# What the task asks
Give the records again exactly as written. Leave out the pictures.

─── Provided records ───

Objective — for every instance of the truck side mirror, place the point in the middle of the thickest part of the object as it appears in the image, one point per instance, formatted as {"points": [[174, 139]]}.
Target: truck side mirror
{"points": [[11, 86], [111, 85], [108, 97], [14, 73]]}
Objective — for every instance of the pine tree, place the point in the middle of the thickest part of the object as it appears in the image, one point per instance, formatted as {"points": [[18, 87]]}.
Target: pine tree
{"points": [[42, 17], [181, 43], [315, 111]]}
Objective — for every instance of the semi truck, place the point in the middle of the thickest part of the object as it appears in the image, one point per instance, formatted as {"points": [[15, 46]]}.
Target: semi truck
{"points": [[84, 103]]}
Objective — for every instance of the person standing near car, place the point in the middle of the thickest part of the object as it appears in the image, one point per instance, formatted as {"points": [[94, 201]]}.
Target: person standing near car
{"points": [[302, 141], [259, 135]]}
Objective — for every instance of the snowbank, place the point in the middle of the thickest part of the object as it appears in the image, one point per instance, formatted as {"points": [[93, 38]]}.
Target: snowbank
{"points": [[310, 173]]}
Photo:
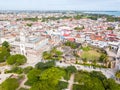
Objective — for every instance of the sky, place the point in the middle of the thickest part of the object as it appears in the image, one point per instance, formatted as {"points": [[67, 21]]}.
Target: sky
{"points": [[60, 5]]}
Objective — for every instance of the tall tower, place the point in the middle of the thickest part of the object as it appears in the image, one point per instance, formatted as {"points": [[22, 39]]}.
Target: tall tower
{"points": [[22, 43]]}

───

# Task output
Objective — for every instance of the truck side mirror, place the point in the middle of the thickest part of the object as it appears in the image, one point per instance, formatted as {"points": [[174, 139]]}.
Target: truck side mirror
{"points": [[11, 86], [111, 85], [108, 97], [14, 73]]}
Objective — for every instance of the pine tree, place the point in the middle of the thickest part of the object as it appears in the image, one point per instance, formatted as {"points": [[18, 87]]}.
Target: pine tree
{"points": [[42, 17], [181, 43], [315, 111]]}
Objective — for every instance of the semi truck, place the point in the middle of the thickest part of the object as it appears in the image, one point per instance, formatted as {"points": [[15, 46]]}.
Target: semi truck
{"points": [[84, 103]]}
Objective — for every instance of the person standing near car, place the point in the middle of the thickest part of the object as it appears in the image, one point per instance, formatted as {"points": [[94, 201]]}.
Target: person standing near car
{"points": [[302, 141], [259, 135]]}
Objective — for every instance of the snowbank, place the point in the middle of the thickest part of the object as it appears in the image, one point per instance, formatted as {"points": [[93, 38]]}.
Target: snowbank
{"points": [[310, 173]]}
Photo:
Objective — for every instance of the sky, place the point in the middle of the thickest part of the object as it appears in the image, one point per instance, formatted as {"points": [[67, 21]]}.
Target: sky
{"points": [[60, 5]]}
Objective — for every instance of the tall tower, place the point in the middle of the thickest part of the object as it appears in the image, one point per instance, formatted as {"points": [[22, 39]]}.
Target: tall tower
{"points": [[22, 43]]}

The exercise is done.